Extracted material Start Marker

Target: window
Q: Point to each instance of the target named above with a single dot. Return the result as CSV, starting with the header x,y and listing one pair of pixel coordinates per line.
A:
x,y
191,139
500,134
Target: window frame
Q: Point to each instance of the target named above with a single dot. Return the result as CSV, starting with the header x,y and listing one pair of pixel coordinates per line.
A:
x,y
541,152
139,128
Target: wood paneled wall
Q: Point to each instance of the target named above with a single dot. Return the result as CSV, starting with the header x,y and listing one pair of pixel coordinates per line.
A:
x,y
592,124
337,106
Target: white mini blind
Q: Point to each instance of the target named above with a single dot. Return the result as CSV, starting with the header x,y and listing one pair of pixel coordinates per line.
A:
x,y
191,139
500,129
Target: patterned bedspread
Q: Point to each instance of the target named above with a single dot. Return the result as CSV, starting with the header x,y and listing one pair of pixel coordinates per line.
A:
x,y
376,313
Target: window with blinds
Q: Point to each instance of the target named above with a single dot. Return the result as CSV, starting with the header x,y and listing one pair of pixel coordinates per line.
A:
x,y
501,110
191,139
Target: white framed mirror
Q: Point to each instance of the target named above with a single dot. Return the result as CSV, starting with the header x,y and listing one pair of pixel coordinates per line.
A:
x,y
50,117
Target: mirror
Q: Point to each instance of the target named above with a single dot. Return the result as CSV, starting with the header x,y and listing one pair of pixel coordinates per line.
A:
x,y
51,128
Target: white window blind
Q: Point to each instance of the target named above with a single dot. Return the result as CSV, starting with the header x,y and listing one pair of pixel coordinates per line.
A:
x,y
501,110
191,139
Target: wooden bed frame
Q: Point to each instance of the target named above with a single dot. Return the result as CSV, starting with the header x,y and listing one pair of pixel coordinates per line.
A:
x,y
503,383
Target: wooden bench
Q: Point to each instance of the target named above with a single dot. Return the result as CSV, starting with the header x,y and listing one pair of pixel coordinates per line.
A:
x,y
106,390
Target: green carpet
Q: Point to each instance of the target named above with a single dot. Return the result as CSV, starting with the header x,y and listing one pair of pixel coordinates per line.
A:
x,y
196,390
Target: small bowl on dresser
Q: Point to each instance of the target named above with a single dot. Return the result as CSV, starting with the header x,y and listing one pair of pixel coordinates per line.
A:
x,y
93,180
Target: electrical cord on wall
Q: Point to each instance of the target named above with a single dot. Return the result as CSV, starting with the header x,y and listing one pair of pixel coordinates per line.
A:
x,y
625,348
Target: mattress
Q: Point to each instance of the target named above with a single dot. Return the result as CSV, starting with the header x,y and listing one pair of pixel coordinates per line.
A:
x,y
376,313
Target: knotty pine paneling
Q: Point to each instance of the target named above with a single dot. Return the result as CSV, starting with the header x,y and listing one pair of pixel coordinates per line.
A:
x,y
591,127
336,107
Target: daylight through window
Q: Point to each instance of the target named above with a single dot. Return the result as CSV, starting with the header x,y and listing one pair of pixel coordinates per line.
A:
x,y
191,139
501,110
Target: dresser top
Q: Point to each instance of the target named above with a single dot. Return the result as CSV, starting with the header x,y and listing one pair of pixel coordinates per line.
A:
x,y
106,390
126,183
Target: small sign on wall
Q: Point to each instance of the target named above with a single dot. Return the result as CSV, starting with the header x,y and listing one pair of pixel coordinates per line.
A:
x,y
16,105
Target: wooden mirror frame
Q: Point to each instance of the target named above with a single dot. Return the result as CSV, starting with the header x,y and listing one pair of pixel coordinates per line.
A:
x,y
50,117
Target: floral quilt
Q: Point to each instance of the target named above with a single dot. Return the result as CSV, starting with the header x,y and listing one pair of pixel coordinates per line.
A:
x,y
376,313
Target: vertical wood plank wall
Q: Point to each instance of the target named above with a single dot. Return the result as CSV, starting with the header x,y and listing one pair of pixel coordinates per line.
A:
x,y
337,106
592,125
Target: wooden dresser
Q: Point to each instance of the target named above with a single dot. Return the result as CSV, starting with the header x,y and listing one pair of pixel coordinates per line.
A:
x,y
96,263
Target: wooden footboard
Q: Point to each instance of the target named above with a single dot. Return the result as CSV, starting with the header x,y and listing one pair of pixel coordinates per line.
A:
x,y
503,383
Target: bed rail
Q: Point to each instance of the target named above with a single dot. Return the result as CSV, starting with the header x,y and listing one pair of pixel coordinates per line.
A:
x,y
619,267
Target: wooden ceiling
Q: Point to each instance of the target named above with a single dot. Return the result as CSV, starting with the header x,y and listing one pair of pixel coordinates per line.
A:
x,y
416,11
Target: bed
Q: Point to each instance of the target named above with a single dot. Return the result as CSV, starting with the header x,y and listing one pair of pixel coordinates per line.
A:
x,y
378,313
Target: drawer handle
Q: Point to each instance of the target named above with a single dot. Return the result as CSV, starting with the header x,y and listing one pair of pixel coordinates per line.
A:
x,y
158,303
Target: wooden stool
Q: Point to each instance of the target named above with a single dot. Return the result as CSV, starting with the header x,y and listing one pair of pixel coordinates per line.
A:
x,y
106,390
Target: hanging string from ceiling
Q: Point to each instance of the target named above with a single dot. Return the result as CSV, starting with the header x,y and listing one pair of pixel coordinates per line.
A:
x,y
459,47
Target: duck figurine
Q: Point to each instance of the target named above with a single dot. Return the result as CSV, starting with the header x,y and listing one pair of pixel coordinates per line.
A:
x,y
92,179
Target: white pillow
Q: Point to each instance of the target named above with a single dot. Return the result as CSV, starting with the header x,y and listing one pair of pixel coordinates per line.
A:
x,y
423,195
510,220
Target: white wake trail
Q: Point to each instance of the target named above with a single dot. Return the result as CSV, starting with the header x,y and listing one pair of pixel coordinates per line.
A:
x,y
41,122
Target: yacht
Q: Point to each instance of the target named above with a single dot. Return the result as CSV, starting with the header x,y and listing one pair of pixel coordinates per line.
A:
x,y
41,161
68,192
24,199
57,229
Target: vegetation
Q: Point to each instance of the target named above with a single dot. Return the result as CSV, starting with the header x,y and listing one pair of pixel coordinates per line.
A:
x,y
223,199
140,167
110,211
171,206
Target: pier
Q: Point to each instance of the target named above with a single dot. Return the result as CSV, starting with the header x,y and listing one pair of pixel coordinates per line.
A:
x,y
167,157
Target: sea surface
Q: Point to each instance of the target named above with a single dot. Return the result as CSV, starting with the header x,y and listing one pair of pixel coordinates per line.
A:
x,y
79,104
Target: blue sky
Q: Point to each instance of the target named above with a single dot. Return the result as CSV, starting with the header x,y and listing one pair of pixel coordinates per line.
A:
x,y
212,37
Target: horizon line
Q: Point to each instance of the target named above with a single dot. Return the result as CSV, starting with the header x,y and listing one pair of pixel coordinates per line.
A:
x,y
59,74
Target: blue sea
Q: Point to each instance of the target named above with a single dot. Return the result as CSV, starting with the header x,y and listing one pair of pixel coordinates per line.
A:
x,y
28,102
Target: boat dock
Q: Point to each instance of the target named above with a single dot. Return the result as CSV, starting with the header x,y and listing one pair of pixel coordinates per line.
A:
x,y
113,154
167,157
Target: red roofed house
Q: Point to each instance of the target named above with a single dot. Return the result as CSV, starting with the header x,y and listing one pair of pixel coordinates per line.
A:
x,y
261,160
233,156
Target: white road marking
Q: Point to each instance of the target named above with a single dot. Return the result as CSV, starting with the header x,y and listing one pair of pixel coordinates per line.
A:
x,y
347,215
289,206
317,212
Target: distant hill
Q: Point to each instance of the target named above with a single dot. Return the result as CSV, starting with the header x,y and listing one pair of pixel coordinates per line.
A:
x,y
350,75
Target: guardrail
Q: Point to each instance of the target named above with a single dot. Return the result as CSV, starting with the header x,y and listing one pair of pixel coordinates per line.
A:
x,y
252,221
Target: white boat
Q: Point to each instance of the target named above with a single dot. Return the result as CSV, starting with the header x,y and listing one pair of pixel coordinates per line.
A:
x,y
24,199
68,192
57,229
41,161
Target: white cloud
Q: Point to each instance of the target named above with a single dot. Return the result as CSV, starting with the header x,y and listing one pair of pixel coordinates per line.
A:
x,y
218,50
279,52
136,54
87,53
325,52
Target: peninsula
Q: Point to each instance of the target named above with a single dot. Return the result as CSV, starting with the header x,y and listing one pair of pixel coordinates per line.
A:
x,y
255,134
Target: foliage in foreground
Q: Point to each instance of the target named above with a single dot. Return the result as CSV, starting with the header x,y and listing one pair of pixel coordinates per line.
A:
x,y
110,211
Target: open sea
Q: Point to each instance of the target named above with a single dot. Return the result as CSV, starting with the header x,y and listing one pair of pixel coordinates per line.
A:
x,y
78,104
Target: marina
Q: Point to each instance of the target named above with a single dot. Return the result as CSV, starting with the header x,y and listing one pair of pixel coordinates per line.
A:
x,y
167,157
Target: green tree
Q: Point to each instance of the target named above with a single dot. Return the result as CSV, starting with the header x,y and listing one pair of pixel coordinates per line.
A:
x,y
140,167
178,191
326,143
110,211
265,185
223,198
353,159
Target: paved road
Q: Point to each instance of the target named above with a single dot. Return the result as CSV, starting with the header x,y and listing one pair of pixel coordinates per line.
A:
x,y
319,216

Extracted material End Marker

● **Try it**:
Only lines containing "road" belong in the answer; copy every such line from the records.

● **Response**:
Target: white road marking
Target: paved road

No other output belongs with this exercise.